Data supplied:

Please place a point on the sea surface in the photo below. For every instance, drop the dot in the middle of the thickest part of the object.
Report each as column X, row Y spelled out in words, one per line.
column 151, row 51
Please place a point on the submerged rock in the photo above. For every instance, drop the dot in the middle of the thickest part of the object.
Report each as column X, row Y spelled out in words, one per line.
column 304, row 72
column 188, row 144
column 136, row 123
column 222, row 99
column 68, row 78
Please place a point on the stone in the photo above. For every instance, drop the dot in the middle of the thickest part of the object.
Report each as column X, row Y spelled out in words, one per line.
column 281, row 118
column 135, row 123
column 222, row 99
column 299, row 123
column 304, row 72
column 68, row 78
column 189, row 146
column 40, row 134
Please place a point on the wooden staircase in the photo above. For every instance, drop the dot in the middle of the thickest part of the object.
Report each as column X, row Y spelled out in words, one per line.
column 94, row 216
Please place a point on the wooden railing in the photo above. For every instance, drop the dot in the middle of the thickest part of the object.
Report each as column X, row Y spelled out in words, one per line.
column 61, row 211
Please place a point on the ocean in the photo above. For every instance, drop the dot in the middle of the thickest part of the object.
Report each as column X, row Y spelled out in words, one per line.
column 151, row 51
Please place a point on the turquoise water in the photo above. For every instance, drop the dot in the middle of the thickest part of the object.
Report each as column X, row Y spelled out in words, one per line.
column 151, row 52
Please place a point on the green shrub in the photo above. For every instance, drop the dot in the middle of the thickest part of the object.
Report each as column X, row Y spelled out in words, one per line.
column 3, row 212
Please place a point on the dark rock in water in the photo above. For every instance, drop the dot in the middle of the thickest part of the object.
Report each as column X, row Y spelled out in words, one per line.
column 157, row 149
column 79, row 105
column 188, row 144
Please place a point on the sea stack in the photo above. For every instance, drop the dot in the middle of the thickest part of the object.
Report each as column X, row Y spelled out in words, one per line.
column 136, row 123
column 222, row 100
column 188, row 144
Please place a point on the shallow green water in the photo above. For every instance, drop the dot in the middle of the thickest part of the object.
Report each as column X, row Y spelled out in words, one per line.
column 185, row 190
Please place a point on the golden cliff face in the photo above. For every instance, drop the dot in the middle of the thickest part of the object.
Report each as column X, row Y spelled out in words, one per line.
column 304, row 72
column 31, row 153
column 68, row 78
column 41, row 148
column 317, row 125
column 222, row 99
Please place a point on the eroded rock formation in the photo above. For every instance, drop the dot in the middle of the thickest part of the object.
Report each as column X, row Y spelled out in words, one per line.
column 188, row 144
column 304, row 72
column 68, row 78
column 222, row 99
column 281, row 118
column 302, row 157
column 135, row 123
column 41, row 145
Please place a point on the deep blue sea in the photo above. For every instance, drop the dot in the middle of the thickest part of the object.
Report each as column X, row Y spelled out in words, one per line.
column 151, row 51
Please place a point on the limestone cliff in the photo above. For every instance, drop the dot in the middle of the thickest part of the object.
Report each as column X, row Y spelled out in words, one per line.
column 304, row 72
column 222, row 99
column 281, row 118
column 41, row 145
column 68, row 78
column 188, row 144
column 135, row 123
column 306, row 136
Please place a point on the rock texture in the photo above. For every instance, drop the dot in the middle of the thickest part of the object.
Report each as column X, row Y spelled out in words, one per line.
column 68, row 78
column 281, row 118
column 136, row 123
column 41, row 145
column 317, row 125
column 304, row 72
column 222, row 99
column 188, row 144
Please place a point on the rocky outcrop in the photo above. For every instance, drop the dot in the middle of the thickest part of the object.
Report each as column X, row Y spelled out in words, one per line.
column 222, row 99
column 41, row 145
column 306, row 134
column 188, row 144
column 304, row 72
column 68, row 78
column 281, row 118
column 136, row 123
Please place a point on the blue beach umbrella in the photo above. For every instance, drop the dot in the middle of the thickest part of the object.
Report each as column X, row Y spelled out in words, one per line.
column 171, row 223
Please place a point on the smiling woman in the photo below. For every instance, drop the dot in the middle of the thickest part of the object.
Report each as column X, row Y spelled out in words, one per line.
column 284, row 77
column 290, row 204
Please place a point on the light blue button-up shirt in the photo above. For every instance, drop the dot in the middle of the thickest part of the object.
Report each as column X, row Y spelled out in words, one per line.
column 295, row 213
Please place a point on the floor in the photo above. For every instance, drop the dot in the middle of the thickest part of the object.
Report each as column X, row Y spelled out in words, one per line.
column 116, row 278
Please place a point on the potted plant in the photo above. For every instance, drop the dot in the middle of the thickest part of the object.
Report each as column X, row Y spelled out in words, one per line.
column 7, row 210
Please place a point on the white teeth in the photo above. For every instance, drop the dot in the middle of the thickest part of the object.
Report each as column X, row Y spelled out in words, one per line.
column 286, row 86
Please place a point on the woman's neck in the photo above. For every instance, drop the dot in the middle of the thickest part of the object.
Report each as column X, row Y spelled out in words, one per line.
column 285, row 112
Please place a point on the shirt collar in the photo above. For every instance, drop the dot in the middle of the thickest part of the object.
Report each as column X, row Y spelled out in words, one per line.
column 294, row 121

Task item: Return only the number of lines above that include the word "woman".

Answer to this problem: 2